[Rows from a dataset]
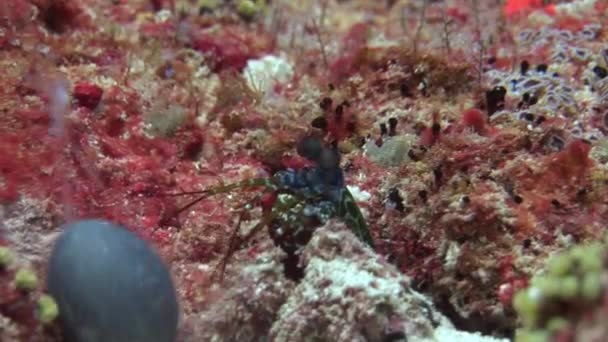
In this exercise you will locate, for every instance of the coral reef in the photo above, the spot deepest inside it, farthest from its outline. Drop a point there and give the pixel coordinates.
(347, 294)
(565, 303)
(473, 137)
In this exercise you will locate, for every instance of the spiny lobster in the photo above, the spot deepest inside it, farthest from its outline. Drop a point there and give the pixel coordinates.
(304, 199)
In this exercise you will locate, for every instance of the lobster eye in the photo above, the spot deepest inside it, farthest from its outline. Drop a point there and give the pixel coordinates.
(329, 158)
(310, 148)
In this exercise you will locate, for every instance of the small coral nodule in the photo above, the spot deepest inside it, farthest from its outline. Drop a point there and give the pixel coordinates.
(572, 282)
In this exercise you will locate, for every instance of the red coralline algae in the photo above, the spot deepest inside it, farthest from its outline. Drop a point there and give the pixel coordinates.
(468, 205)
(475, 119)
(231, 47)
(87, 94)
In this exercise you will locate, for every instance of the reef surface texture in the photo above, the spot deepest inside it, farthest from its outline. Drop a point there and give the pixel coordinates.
---
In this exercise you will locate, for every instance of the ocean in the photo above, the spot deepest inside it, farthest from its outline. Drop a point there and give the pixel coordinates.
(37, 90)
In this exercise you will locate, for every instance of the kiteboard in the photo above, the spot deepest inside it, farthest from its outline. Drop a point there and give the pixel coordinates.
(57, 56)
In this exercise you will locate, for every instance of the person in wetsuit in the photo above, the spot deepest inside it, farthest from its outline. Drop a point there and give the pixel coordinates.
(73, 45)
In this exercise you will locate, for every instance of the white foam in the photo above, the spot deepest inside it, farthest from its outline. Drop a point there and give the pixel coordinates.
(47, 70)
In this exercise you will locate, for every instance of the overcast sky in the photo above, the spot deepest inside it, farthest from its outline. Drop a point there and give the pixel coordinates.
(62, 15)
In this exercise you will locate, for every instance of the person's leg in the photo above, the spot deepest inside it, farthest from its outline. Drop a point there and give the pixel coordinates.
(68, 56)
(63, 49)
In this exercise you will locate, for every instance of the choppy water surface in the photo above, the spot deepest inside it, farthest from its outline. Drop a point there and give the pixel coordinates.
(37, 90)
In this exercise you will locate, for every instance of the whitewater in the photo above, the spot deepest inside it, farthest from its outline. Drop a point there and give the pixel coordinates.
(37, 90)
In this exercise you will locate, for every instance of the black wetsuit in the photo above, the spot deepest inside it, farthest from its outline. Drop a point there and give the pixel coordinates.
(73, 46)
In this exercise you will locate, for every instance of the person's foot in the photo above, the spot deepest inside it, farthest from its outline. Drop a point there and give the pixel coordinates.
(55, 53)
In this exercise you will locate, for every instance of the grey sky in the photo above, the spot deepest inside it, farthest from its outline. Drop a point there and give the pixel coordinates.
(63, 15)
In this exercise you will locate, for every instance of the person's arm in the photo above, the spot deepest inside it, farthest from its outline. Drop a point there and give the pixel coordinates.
--
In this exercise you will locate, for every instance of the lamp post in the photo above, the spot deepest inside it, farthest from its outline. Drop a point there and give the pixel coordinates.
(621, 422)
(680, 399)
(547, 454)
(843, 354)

• _WHAT TO PRODUCE_:
Find each line in the entries above that contains the word "wetsuit" and copy those lines. Case counts.

• _RESPONSE_:
In this exercise you will locate, for every instance of the person in wetsuit in the photo above, the spot deepest inside it, farthest from its outline. Drop a point there and give the pixel coordinates.
In this exercise you will locate, for every instance of the black wetsuit in the photo above, the spot deepest inside it, farthest from its outline. Drop a point there and give the pixel coordinates.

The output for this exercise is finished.